(Coordinate labeling data)
[BEGIN]

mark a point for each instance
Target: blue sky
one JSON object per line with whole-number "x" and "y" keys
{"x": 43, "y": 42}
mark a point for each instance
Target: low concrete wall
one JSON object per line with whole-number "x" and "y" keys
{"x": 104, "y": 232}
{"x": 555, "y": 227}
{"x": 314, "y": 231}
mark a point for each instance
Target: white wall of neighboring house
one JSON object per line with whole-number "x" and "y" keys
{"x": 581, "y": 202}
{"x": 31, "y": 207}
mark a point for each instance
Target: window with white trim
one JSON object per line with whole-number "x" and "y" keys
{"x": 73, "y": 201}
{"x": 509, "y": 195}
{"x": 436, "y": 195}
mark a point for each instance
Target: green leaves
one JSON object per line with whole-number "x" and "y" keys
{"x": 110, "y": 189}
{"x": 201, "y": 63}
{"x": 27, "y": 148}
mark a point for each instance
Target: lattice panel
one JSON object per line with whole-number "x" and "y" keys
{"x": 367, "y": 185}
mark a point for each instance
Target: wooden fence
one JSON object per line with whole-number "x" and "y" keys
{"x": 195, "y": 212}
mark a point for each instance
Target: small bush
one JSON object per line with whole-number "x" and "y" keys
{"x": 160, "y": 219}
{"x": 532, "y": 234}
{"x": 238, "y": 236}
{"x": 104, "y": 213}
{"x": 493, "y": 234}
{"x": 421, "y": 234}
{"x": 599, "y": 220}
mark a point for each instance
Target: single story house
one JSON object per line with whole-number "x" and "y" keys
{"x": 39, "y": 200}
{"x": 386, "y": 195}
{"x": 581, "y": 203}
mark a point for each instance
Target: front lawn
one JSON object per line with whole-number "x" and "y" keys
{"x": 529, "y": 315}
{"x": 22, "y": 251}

[END]

- Objective:
Retype the material in full. Each word must match.

- Solution:
mark a point for each instance
Target: blue sky
one JSON object per line with whole-number "x" and "y" keys
{"x": 43, "y": 42}
mark a point for each instance
Target: low concrete wall
one JSON object per line with whole-number "x" and "y" keys
{"x": 104, "y": 232}
{"x": 555, "y": 227}
{"x": 314, "y": 231}
mark a point for each instance
Target: white wall of neighboring house
one JSON object per line with whole-number "x" and "y" keys
{"x": 581, "y": 202}
{"x": 31, "y": 207}
mark a point for each instance
Target: window with white trim
one JSON object per line with whole-number "x" and "y" keys
{"x": 73, "y": 201}
{"x": 509, "y": 195}
{"x": 436, "y": 195}
mark a point for each instance
Target: green leaves
one JSON object per line with whole-number "x" and "y" keys
{"x": 110, "y": 189}
{"x": 201, "y": 63}
{"x": 27, "y": 148}
mark a point for each instance
Target: lattice panel
one JSON object per line with whole-number "x" and "y" keys
{"x": 367, "y": 185}
mark a point for each instance
Target: wooden fence
one JSON object per line with whole-number "x" and "y" keys
{"x": 195, "y": 212}
mark a point for each instance
Target: small bush
one JSON object per line with whole-number "x" and "y" keys
{"x": 160, "y": 219}
{"x": 532, "y": 234}
{"x": 238, "y": 236}
{"x": 104, "y": 213}
{"x": 493, "y": 234}
{"x": 421, "y": 234}
{"x": 599, "y": 220}
mark a point for each instance
Target: single story house
one JSON object per line with whole-number "x" and "y" keys
{"x": 39, "y": 200}
{"x": 386, "y": 195}
{"x": 581, "y": 203}
mark a point for each instance
Target: front lawn
one JSON object per line with whole-number "x" and "y" keys
{"x": 529, "y": 315}
{"x": 22, "y": 251}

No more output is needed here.